What to do »
**a.** In the hockey prospect rankings, duplicate the passage that begins at the words "No. 7: Kevin" and ends after the words "in 15 games.".
**b.** According to the hockey prospect rankings, which team is David Jiricek playing for at the AHL level?
**c.** Rewrite the paragraph of the hockey prospect rankings that begins "Korchinski continues to play heavy minutes" as a bulleted list that retains its main facts.
** Begin Excerpted text **
No. 5: Cutter Gauthier (Philadelphia Flyers)
The Flyers prospect is skating for Boston College in Hockey East (NCAA). The way he is scoring goals speaks to the different layers of his ability. Gauthier has scored at even strength, four vs. four and on the power-play. He has an elite release. He scores from distance and around the crease. The puck goes through Gauthier on the Eagles’ power-play. The Flyers have a big-body forward with goal scoring upside in their stable with Gauthier.
No. 6: David Jiricek (Columbus Blue Jackets)
Jiricek has skated in two games for the Blue Jackets at the NHL level. Their team is off to an uneven start (to be kind) and it’s not an environment to develop a young defenceman. With Cleveland at the AHL level, Jiricek is playing to his identity. Most of his minutes come at even strength and the power-play. He’s averaging just shy of a point per game for the Monsters. Jiricek shoots the puck with authority and has the accuracy to beat goaltenders from distance. His leverage and gap control will need to continue to improve as he develops in the AHL. He’s not quite ready for full-time NHL duty but I wouldn’t be surprised if he earns a spot after this year.
No. 7: Kevin Korchinski (Chicago Blackhawks)
Korchinski continues to play heavy minutes in the WHL for the Seattle Thunderbirds. Seattle is a contending team in the WHL who have a record of 13-3-1 (while I write this article). Korchinski is used in all situations, but his primary element is his offensive upside. He’s more of a distributor than a shooter and has produced 21 points in 15 games.
No. 8: Marco Kasper (Detroit Red Wings)
** End Excerpted text **
** Begin Supplied information **
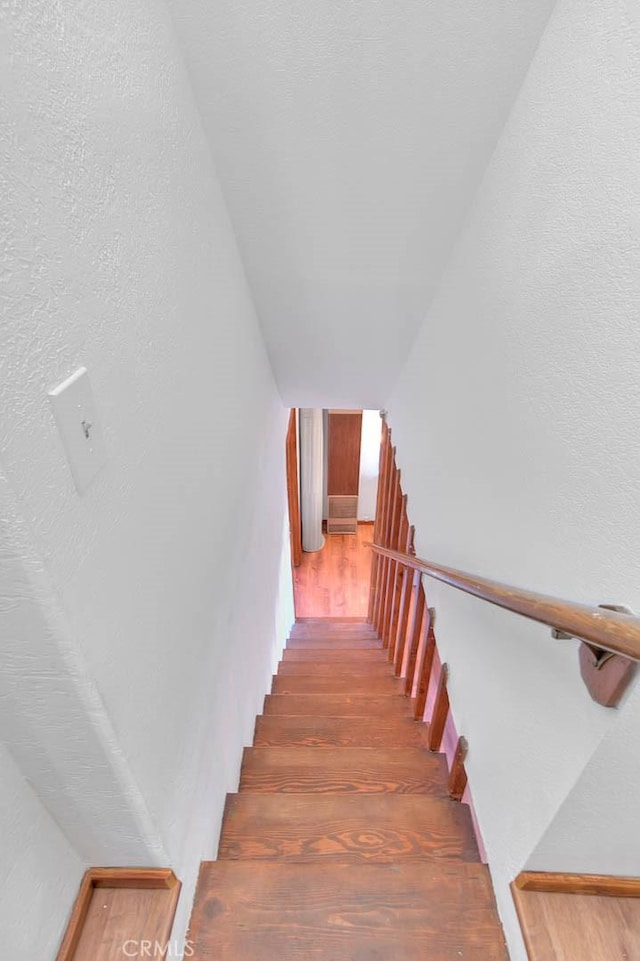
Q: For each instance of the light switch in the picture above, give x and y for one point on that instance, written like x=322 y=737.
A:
** End Supplied information **
Answers to the exercises »
**a.**
No. 7: Kevin Korchinski (Chicago Blackhawks)
Korchinski continues to play heavy minutes in the WHL for the Seattle Thunderbirds. Seattle is a contending team in the WHL who have a record of 13-3-1 (while I write this article). Korchinski is used in all situations, but his primary element is his offensive upside. He’s more of a distributor than a shooter and has produced 21 points in 15 games.

**b.** The Cleveland Monsters.

**c.**
- Korchinski plays heavy minutes in the WHL for the Seattle Thunderbirds.
- Seattle is a contending team with a 13-3-1 record.
- He is used in all situations, but his offensive upside is his primary element.
- He is more of a distributor than a shooter.
- He has produced 21 points in 15 games.